** Goal of the exercise **
Copy the listing out exactly as shown.
════
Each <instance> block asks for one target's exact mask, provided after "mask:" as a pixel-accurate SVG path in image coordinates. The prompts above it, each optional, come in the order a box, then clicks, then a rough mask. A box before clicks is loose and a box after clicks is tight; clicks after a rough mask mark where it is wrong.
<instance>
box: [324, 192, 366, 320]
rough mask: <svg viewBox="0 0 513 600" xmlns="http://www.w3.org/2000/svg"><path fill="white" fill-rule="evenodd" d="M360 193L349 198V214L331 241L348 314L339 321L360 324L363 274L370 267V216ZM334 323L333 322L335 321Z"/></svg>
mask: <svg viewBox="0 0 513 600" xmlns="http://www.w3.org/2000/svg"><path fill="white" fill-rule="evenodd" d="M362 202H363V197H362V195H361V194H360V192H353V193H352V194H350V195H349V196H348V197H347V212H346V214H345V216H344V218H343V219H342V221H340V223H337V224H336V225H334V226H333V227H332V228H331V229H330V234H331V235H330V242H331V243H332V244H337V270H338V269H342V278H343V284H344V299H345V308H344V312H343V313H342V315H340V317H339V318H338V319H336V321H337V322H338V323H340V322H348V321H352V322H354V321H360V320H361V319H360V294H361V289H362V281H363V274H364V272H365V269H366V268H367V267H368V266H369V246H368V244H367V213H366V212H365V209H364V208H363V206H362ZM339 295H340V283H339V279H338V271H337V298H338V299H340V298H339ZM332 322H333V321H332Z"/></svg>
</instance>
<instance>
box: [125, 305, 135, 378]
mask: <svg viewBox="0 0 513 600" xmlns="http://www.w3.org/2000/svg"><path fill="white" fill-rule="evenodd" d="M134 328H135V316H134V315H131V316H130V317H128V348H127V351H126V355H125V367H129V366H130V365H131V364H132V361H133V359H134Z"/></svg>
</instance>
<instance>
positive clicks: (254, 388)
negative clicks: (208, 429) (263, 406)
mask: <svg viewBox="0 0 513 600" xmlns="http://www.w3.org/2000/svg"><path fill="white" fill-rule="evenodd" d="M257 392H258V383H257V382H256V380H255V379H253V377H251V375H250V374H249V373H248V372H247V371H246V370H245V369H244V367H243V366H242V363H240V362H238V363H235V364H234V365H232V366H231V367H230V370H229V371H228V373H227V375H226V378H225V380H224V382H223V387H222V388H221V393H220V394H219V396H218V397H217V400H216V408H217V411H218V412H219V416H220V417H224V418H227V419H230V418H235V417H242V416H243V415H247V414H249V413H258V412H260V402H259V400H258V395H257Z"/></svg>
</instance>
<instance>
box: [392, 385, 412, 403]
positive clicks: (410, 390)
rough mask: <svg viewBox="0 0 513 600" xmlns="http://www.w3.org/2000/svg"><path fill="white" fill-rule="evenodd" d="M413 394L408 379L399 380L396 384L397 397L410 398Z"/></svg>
════
** Result of this task **
Each <instance> block asks for one target's exact mask, provided after "mask:" as a pixel-accurate SVG path in image coordinates. The prompts above it, each optional, come in the order a box, then clicks, then a rough mask. A box before clicks is loose and a box after clicks is tight; clicks after a rough mask mark where it is wrong.
<instance>
box: [324, 192, 366, 320]
rough mask: <svg viewBox="0 0 513 600" xmlns="http://www.w3.org/2000/svg"><path fill="white" fill-rule="evenodd" d="M360 193L349 198V214L331 241L348 314L339 321L360 324L363 274L370 267V216ZM334 323L333 322L335 321Z"/></svg>
mask: <svg viewBox="0 0 513 600" xmlns="http://www.w3.org/2000/svg"><path fill="white" fill-rule="evenodd" d="M362 202H363V197H362V195H361V194H360V192H353V193H352V194H350V195H349V196H348V197H347V212H346V214H345V216H344V218H343V219H342V221H340V223H337V224H336V225H334V226H333V227H332V228H331V229H330V234H331V235H330V242H331V243H332V244H337V270H338V269H342V278H343V284H344V299H345V308H344V312H343V313H342V315H340V317H339V318H338V319H336V321H337V322H338V323H340V322H348V321H352V322H354V321H360V320H361V319H360V294H361V289H362V281H363V274H364V272H365V269H366V268H367V267H368V266H369V246H368V244H367V213H366V212H365V209H364V208H363V206H362ZM339 295H340V283H339V279H338V271H337V298H338V299H340V298H339ZM332 322H333V321H332Z"/></svg>
</instance>
<instance>
box: [125, 305, 135, 378]
mask: <svg viewBox="0 0 513 600" xmlns="http://www.w3.org/2000/svg"><path fill="white" fill-rule="evenodd" d="M134 328H135V316H134V315H131V316H130V317H128V348H127V351H126V355H125V367H129V366H130V365H131V364H132V361H133V359H134Z"/></svg>
</instance>
<instance>
positive clicks: (254, 388)
negative clicks: (208, 429) (263, 406)
mask: <svg viewBox="0 0 513 600" xmlns="http://www.w3.org/2000/svg"><path fill="white" fill-rule="evenodd" d="M257 392H258V383H257V382H256V380H255V379H253V377H251V375H250V374H249V373H248V372H247V371H246V370H245V369H244V367H243V366H242V363H240V362H238V363H235V364H234V365H232V366H231V367H230V370H229V371H228V373H227V375H226V378H225V380H224V382H223V387H222V388H221V393H220V394H219V396H218V397H217V400H216V408H217V411H218V412H219V416H220V417H224V418H227V419H230V418H235V417H242V416H243V415H247V414H249V413H258V412H260V402H259V400H258V395H257Z"/></svg>
</instance>
<instance>
box: [392, 385, 412, 403]
positive clicks: (410, 390)
rough mask: <svg viewBox="0 0 513 600" xmlns="http://www.w3.org/2000/svg"><path fill="white" fill-rule="evenodd" d="M413 394L408 379L399 380L396 384L397 397L410 398Z"/></svg>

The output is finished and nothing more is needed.